Request: Could you rewrite every line from the one holding "Target: man in plaid shirt" through the end of the items, inclusive, keeping the requests and their format samples unchanged but increasing each bounding-box coordinate in the answers by 119?

Material shown:
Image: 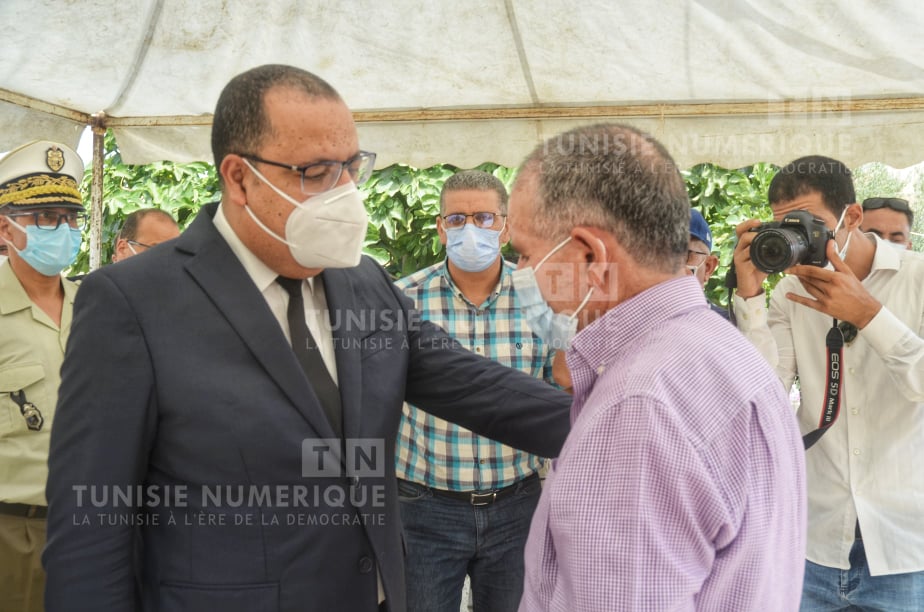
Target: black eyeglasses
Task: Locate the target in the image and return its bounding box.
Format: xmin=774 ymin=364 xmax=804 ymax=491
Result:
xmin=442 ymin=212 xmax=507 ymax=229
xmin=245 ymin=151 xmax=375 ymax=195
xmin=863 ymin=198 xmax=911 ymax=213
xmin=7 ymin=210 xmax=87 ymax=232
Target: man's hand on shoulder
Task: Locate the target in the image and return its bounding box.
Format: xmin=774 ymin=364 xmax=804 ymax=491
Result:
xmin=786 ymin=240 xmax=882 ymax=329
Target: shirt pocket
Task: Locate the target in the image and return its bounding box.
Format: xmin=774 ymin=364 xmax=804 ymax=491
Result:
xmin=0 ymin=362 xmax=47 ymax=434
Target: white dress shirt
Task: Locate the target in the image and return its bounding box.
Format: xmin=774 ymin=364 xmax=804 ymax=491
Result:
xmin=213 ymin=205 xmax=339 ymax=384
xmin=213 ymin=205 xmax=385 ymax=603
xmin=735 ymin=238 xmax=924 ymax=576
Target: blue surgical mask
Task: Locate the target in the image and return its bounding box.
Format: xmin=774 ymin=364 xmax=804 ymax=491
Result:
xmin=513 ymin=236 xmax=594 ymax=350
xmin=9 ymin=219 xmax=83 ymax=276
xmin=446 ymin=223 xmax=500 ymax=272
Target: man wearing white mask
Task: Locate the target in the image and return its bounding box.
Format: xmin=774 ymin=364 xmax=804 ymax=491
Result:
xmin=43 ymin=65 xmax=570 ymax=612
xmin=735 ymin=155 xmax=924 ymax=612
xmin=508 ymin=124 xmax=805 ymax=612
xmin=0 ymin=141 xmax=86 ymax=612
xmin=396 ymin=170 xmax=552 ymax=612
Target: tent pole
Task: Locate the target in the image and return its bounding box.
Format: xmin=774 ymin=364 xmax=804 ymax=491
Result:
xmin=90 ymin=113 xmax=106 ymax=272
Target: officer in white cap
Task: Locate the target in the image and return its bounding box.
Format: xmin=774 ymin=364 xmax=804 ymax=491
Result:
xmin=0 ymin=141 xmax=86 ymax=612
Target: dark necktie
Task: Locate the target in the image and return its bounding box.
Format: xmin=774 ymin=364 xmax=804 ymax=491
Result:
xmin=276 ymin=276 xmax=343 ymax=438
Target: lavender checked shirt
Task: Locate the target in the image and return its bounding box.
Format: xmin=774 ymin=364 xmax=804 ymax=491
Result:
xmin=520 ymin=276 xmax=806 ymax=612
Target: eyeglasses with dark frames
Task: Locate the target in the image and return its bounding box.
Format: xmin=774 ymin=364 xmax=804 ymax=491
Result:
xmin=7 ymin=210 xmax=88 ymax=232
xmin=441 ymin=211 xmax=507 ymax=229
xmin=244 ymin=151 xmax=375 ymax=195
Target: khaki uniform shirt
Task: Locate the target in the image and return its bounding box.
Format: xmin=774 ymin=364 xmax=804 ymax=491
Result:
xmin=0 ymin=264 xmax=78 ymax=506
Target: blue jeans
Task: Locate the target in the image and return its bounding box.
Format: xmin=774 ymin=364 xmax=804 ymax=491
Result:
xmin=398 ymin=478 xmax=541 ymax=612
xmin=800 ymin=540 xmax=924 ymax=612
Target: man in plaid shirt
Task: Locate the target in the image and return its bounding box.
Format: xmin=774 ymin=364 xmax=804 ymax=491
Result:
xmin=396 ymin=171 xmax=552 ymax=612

Written solution:
Target: man in plaid shirt
Task: Locate the target in the image and return its bounding box.
Format: xmin=774 ymin=364 xmax=804 ymax=491
Result:
xmin=515 ymin=290 xmax=671 ymax=731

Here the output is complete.